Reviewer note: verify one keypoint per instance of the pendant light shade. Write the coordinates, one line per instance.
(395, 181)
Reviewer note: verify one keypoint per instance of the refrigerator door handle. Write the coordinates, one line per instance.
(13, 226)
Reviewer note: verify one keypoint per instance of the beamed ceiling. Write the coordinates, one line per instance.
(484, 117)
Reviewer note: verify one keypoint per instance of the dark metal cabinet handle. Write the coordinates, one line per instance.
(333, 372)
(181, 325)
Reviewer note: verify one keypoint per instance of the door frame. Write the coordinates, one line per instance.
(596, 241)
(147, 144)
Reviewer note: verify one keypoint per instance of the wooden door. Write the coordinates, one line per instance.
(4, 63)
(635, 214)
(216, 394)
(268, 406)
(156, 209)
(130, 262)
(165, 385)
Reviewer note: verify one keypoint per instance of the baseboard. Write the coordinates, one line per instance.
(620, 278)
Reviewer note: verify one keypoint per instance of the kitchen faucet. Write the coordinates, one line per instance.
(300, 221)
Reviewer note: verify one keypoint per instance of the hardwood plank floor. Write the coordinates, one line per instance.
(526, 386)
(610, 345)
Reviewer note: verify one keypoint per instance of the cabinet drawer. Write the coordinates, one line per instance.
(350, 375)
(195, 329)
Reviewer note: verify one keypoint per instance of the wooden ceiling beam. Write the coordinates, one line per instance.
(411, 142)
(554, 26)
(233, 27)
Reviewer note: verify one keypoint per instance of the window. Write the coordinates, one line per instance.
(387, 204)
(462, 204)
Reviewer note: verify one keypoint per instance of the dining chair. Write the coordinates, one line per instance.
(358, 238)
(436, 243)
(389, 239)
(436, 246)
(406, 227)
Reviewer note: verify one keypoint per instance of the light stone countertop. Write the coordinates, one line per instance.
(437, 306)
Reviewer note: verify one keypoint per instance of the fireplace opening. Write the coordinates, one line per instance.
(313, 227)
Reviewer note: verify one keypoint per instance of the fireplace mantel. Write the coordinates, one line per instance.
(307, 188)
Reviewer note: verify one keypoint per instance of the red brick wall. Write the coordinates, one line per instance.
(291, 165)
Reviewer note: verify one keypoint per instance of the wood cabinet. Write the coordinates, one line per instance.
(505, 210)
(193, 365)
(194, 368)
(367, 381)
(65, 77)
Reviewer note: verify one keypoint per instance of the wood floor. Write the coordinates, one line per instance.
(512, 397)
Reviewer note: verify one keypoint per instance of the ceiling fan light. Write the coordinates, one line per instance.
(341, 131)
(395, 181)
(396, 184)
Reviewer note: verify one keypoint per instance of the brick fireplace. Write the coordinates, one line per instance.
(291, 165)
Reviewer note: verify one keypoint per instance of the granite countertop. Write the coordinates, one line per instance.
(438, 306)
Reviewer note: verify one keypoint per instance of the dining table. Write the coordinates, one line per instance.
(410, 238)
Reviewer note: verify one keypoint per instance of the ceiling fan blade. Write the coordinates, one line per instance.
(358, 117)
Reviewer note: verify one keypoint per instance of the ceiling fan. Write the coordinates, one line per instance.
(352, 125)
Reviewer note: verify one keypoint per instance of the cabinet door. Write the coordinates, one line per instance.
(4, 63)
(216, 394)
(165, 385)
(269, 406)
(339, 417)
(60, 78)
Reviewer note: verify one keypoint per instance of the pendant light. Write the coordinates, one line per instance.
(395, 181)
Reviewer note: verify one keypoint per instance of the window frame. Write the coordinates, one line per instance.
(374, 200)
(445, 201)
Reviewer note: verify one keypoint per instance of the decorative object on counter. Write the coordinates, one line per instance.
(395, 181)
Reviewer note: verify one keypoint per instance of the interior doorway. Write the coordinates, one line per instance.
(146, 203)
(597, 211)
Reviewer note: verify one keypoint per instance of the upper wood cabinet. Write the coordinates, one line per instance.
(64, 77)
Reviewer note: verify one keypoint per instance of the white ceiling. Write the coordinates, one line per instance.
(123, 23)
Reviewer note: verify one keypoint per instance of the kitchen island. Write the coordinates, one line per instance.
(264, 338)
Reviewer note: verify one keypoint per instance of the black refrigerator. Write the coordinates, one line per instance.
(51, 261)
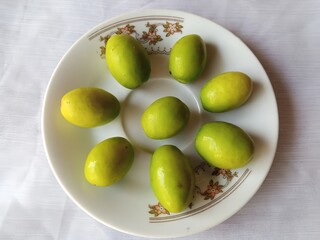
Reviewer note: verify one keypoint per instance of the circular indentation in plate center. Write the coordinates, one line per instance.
(139, 99)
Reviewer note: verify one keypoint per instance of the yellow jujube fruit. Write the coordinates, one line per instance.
(89, 107)
(109, 161)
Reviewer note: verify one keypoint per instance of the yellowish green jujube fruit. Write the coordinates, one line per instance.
(172, 178)
(89, 107)
(127, 60)
(226, 91)
(109, 161)
(188, 58)
(165, 118)
(224, 145)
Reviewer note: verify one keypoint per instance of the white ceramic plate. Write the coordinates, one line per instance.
(130, 206)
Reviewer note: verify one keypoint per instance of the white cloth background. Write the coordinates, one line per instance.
(34, 35)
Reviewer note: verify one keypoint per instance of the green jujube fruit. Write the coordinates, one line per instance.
(89, 107)
(224, 145)
(172, 178)
(226, 91)
(188, 58)
(127, 60)
(109, 161)
(165, 118)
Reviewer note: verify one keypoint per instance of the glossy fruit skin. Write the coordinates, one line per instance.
(89, 107)
(165, 118)
(127, 60)
(109, 161)
(188, 58)
(172, 178)
(226, 91)
(224, 145)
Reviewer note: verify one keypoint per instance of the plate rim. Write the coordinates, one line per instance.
(85, 35)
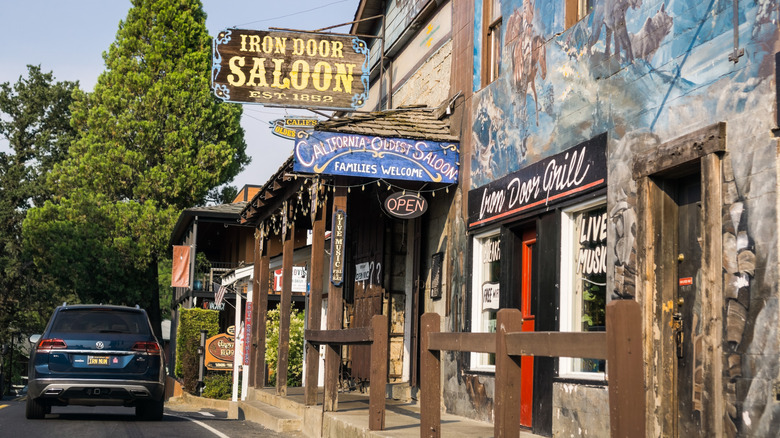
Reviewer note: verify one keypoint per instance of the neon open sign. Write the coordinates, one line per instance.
(406, 205)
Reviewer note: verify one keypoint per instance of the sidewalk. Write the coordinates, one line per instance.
(289, 414)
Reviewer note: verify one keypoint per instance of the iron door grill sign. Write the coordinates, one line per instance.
(573, 172)
(333, 153)
(290, 69)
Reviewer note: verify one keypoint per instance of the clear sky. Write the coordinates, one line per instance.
(68, 38)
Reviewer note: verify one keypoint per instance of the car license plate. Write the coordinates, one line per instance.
(97, 360)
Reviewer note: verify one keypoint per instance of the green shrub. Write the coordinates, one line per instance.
(295, 363)
(191, 322)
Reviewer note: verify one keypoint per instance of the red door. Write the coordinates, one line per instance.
(528, 240)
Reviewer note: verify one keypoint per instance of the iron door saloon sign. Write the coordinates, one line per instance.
(578, 170)
(333, 153)
(288, 69)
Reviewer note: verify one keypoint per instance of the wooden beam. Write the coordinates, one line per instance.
(315, 306)
(353, 336)
(682, 150)
(626, 369)
(288, 248)
(430, 378)
(335, 311)
(262, 277)
(508, 379)
(378, 383)
(591, 345)
(476, 342)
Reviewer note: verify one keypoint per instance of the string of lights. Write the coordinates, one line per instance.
(315, 193)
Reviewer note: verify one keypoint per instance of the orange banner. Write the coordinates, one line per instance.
(180, 274)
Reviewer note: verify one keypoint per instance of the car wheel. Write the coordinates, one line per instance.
(35, 409)
(151, 410)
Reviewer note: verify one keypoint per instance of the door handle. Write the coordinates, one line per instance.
(677, 324)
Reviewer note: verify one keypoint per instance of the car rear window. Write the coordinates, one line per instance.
(100, 321)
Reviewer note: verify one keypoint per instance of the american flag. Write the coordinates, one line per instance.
(220, 295)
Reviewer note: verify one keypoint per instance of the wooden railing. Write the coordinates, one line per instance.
(620, 345)
(376, 336)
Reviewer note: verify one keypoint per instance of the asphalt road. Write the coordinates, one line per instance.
(120, 422)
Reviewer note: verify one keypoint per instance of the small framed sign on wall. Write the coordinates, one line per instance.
(437, 261)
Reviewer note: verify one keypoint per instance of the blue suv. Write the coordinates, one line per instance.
(96, 355)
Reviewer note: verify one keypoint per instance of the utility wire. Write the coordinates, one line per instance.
(294, 13)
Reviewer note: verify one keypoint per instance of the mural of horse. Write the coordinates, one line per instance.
(528, 52)
(611, 14)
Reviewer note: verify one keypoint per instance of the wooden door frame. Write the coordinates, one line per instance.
(701, 150)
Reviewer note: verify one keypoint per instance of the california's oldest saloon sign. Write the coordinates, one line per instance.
(290, 69)
(333, 153)
(572, 172)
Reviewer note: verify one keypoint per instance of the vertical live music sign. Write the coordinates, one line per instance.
(337, 247)
(290, 69)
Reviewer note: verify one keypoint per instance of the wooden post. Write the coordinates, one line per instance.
(430, 379)
(260, 309)
(335, 310)
(315, 305)
(288, 249)
(376, 401)
(625, 369)
(507, 397)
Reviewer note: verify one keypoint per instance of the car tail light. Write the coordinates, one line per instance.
(46, 345)
(147, 346)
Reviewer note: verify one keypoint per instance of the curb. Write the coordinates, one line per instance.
(205, 403)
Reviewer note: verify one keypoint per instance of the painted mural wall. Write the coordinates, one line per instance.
(646, 72)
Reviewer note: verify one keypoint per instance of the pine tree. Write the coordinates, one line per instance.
(153, 140)
(34, 122)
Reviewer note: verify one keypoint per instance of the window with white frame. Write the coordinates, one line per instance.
(491, 37)
(485, 292)
(583, 281)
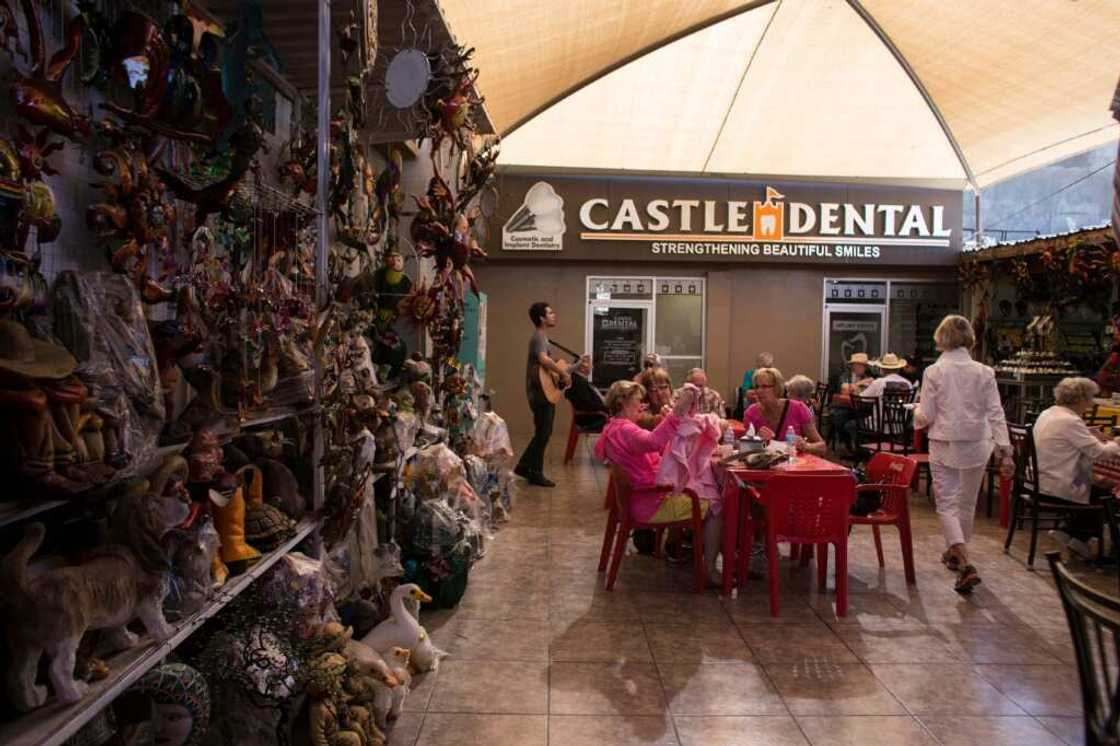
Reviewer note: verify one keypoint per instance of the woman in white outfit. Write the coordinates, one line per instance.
(960, 407)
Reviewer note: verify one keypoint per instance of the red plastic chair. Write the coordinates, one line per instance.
(575, 431)
(890, 475)
(623, 524)
(808, 510)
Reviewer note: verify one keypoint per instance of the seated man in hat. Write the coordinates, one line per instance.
(854, 381)
(586, 400)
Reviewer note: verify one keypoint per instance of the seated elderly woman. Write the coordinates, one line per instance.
(659, 397)
(773, 413)
(638, 454)
(1066, 448)
(801, 388)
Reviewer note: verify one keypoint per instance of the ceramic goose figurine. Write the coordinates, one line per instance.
(402, 630)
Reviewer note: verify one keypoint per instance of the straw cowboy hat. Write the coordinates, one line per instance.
(20, 353)
(890, 362)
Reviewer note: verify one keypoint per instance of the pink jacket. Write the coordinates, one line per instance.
(688, 460)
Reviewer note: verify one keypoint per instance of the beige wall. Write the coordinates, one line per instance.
(749, 309)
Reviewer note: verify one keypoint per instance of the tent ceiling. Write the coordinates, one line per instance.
(879, 89)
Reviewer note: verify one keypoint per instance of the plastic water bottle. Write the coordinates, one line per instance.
(791, 444)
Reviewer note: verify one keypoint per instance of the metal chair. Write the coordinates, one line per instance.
(1094, 625)
(1027, 494)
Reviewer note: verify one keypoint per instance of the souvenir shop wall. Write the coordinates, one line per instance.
(241, 364)
(1045, 309)
(770, 260)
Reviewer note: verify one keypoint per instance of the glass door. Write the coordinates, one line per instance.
(849, 329)
(619, 335)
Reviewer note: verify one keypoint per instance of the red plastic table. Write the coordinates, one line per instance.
(735, 478)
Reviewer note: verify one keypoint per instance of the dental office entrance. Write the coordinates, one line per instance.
(709, 272)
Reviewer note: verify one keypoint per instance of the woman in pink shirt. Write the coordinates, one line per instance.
(773, 415)
(637, 453)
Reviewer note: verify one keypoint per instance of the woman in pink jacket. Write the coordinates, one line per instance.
(638, 454)
(961, 409)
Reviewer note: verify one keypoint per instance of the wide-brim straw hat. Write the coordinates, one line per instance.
(890, 362)
(21, 353)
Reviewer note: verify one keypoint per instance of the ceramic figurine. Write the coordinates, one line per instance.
(180, 703)
(327, 715)
(402, 630)
(37, 454)
(124, 579)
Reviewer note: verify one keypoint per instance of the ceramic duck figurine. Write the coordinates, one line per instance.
(401, 630)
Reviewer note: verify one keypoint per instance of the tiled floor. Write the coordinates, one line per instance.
(541, 654)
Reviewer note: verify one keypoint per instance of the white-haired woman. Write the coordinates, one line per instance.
(1066, 448)
(960, 407)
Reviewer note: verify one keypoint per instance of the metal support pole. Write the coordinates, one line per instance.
(322, 291)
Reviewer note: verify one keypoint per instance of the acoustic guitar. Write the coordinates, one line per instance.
(551, 383)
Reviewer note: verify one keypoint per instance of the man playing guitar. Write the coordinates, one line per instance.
(531, 466)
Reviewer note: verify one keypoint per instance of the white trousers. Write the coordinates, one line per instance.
(957, 493)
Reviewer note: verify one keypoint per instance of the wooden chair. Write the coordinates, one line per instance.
(576, 430)
(624, 523)
(890, 476)
(1026, 494)
(1094, 624)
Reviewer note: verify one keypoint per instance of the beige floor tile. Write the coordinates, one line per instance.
(862, 730)
(605, 689)
(600, 641)
(832, 689)
(899, 645)
(473, 639)
(448, 729)
(719, 689)
(768, 730)
(795, 644)
(404, 730)
(504, 687)
(698, 643)
(1041, 690)
(988, 644)
(614, 729)
(1071, 730)
(940, 689)
(754, 608)
(597, 605)
(960, 730)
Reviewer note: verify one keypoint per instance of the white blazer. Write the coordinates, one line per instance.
(960, 402)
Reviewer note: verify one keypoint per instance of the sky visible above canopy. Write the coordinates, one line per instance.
(958, 90)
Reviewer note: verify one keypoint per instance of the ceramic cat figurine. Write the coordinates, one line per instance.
(124, 579)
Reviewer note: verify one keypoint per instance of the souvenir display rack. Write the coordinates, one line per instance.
(317, 187)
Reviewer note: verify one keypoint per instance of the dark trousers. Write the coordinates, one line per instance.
(544, 412)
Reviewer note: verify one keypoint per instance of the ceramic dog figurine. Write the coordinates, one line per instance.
(124, 579)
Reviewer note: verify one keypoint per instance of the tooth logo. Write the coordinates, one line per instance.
(538, 224)
(770, 216)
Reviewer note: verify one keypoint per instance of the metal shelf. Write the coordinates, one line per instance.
(54, 723)
(16, 512)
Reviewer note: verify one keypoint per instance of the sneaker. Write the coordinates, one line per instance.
(967, 580)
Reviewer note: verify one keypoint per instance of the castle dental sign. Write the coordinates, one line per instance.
(771, 227)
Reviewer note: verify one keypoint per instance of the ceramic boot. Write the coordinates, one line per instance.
(230, 521)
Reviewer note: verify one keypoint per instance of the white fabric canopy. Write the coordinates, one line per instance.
(961, 90)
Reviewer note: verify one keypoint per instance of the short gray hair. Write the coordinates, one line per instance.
(800, 388)
(1073, 391)
(954, 332)
(775, 375)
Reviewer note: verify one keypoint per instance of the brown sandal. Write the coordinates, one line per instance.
(967, 580)
(951, 561)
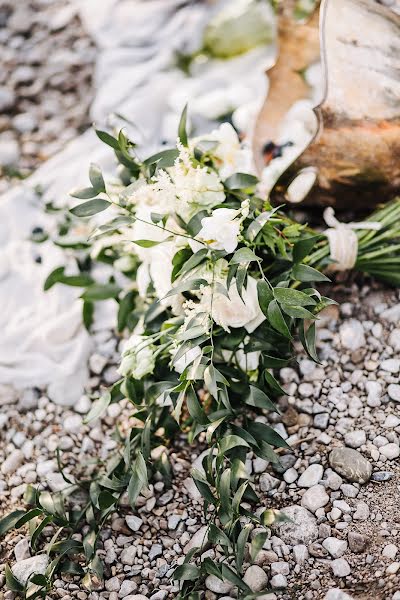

■ What to work on: Copy the stretch of the records from the line containing "the white fabric" through the end of the records, word for word, leaving the pictures out.

■ Response to this task:
Reviewer note: verify one keypoint per instance of the white fabric canopy. Write the coordinates, one line per instance.
(961, 90)
Reviewer note: verify one keypoint per instance of the short gray hair. Write the coordinates, one line per instance.
(800, 388)
(1073, 391)
(954, 332)
(775, 375)
Reviewer note: verify one keypoint per instance of the brown sandal. Write the coordinates, one line per instance.
(967, 580)
(951, 561)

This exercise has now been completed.